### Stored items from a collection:

::::::::

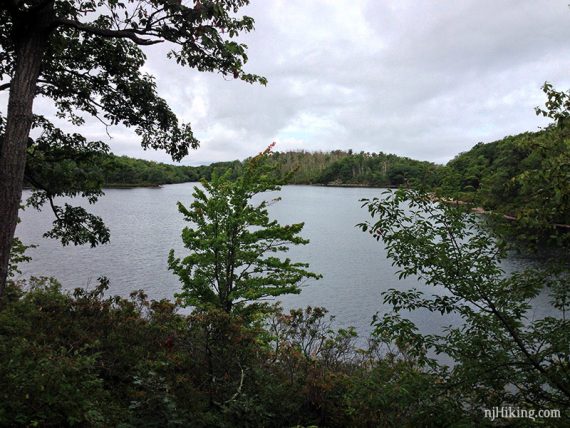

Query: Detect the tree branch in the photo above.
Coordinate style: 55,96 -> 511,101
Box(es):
54,18 -> 163,46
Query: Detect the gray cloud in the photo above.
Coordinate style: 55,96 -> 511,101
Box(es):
3,0 -> 570,164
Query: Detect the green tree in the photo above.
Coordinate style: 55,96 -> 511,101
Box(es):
0,0 -> 265,294
168,146 -> 320,313
360,189 -> 570,411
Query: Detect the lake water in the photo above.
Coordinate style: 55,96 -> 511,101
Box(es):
16,183 -> 550,342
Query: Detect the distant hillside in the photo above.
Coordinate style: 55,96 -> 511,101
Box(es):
93,150 -> 441,187
442,122 -> 570,246
266,150 -> 440,187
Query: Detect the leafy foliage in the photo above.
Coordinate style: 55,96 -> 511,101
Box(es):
0,0 -> 266,274
0,278 -> 482,427
360,189 -> 570,409
442,84 -> 570,248
168,147 -> 319,313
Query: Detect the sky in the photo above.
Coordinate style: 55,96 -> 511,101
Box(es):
8,0 -> 570,165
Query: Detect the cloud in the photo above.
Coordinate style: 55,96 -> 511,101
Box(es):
3,0 -> 570,164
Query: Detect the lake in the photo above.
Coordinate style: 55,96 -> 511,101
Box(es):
16,183 -> 550,342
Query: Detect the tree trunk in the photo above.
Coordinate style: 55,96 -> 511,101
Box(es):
0,30 -> 48,299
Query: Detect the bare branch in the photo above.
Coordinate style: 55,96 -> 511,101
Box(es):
55,18 -> 163,46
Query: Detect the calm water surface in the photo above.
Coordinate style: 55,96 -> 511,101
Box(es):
17,183 -> 549,342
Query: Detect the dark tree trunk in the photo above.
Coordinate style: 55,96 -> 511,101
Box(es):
0,20 -> 49,299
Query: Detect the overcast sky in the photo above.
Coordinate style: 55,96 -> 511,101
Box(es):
12,0 -> 570,165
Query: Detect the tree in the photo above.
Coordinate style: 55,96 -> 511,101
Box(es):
360,189 -> 570,411
168,146 -> 320,313
0,0 -> 266,294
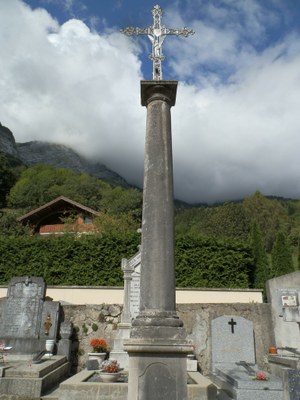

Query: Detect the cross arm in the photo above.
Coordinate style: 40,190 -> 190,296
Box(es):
120,26 -> 151,36
166,27 -> 195,37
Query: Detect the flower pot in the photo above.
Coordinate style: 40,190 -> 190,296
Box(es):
88,353 -> 106,364
45,339 -> 55,354
269,346 -> 277,354
99,371 -> 120,383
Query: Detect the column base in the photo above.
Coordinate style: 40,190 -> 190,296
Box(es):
124,338 -> 192,400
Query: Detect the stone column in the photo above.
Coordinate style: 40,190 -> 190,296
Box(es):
124,81 -> 192,400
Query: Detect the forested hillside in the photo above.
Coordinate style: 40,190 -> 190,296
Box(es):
0,153 -> 300,288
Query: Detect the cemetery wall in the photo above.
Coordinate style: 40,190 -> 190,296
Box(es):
0,283 -> 263,305
62,303 -> 274,375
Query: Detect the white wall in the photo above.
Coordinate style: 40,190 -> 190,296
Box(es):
0,286 -> 263,305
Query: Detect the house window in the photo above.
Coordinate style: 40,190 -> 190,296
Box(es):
83,215 -> 93,224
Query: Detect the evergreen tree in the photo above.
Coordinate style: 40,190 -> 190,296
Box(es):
271,231 -> 295,277
250,220 -> 270,289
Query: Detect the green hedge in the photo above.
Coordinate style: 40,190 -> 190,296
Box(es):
175,236 -> 253,288
0,234 -> 140,286
0,233 -> 253,288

::::::::

### WRITTEN PROBLEM:
Format the lines of the records as a numbered list, omitting any blank lines. Begin with the line that contains "Query: Detect the cloud in the photo above." and end after the line that contains "17,183 -> 549,342".

### RIGHT ANSWER:
1. Query: Detect the cloud in the photo above.
2. Coordinate style: 55,96 -> 511,101
3. Box(es):
4. 3,0 -> 570,164
5. Query: Detect the lake in the photo above.
6. Coordinate style: 55,96 -> 511,101
7. Box(es):
8. 16,183 -> 550,342
9. Query: Detect the tree trunk in the photo above.
10. Coordinate style: 55,96 -> 511,101
11. Box(es):
12. 0,30 -> 48,299
13. Query: Detect the bare branch in the photo above.
14. Coordinate style: 55,96 -> 511,101
15. Box(es):
16. 55,18 -> 163,46
17. Query: Detect the calm water surface in the photo above.
18. Coordinate style: 55,96 -> 511,101
19. Box(es):
20. 17,183 -> 549,342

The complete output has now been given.